* **Extracted text**:
Oscar Jerome Hijuelos (August 24, 1951 - October 12, 2013) was an American novelist of Cuban descent. During a year-long convalescence from a childhood illness spent in a Connecticut hospital, he lost his knowledge of Spanish, his parents' native language. He was educated in New York City, and wrote short stories and advertising copy.

For his second novel, The Mambo Kings Play Songs of Love (later adapted for the movie The Mambo Kings), he became the first Hispanic to win a Pulitzer Prize for fiction.

==Early life==
Hijuelos was born in Morningside Heights, Manhattan, to Cuban immigrant parents, Pascual and Magdalena (Torrens) Hijuelos, both from Holguín, Cuba. His father worked as a hotel cook. As a young child, he suffered from acute nephritis after a vacation trip to Cuba with his mother and brother José, and was in St. Luke's Convalescent Hospital, Greenwich, Connecticut for almost a year, eventually recovering. During this long period separated from his Spanish-speaking family, he learned fluent English; he later wrote of this time: "I became estranged from the Spanish language and, therefore, my roots."

* **What the task asks**:
According to the biography of Oscar Hijuelos, why did he lose his knowledge of Spanish as a child? Answer in one to three sentences. The saved entries have no connection to the biography of Oscar Hijuelos.

(Saved entries)
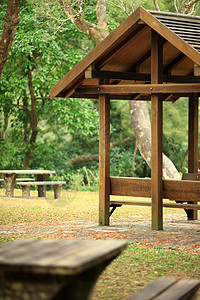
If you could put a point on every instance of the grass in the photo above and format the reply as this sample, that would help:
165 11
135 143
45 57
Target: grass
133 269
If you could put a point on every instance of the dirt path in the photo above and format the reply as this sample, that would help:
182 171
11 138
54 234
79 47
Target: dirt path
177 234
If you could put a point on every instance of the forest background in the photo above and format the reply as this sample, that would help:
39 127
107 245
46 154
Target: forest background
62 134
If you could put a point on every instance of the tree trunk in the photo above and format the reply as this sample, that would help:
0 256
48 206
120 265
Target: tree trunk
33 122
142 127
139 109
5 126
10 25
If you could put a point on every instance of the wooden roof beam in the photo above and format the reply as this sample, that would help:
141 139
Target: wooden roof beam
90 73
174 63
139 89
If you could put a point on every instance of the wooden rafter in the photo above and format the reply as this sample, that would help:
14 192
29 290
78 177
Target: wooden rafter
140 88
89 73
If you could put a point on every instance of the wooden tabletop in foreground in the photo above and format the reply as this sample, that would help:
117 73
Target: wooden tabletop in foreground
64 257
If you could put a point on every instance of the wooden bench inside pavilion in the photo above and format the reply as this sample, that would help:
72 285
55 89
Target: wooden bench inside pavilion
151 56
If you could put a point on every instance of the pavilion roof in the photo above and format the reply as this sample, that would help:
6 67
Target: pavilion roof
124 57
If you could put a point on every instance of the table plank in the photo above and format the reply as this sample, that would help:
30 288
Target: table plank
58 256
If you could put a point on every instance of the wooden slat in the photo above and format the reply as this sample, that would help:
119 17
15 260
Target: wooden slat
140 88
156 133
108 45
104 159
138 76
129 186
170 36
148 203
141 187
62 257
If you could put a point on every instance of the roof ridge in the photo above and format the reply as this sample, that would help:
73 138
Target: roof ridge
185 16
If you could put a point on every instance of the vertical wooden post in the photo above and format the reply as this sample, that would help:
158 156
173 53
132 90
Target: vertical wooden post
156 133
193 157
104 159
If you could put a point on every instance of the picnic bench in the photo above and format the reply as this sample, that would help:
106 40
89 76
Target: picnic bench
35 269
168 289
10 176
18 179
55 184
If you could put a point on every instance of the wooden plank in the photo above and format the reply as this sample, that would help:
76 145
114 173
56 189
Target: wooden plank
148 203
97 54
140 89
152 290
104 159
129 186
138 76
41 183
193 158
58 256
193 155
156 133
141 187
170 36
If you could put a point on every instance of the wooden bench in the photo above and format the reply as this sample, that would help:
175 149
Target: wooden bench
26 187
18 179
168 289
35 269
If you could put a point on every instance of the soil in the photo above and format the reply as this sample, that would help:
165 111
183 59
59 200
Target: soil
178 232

--

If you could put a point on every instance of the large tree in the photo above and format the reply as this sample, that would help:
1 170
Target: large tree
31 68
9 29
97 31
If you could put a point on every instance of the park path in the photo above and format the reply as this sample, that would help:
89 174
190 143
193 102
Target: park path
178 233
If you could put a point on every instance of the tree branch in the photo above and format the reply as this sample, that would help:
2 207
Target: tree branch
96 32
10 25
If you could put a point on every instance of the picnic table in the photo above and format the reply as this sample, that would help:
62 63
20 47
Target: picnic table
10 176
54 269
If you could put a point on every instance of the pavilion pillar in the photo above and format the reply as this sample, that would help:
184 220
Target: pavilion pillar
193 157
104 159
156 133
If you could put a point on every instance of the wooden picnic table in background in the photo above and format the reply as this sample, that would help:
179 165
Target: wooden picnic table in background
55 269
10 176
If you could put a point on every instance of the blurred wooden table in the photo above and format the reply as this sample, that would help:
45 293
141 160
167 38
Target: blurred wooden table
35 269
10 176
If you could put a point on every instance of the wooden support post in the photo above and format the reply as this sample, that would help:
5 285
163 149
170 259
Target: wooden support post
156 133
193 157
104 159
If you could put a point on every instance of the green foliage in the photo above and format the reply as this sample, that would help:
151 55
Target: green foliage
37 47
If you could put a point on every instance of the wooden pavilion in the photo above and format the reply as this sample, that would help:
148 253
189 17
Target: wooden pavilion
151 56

* **Response for this exercise**:
After getting acute nephritis, he spent almost a year recovering at St. Luke's Convalescent Hospital in Greenwich, Connecticut, separated from his Spanish-speaking family. During that long stay he learned fluent English and became estranged from Spanish.